- _Work required_
Count, in the data that follows, every line with the string "woman", and give that count as the whole reply.

[Start of section]

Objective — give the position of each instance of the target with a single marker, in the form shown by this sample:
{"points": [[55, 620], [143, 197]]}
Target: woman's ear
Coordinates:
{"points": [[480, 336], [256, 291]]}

[End of section]
[Start of section]

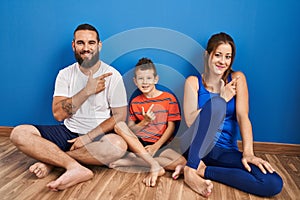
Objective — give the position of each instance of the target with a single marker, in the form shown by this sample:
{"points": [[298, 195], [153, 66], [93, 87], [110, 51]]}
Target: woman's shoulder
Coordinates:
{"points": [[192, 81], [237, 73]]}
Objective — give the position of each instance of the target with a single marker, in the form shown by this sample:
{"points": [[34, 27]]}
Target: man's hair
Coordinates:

[End of section]

- _Written answer_
2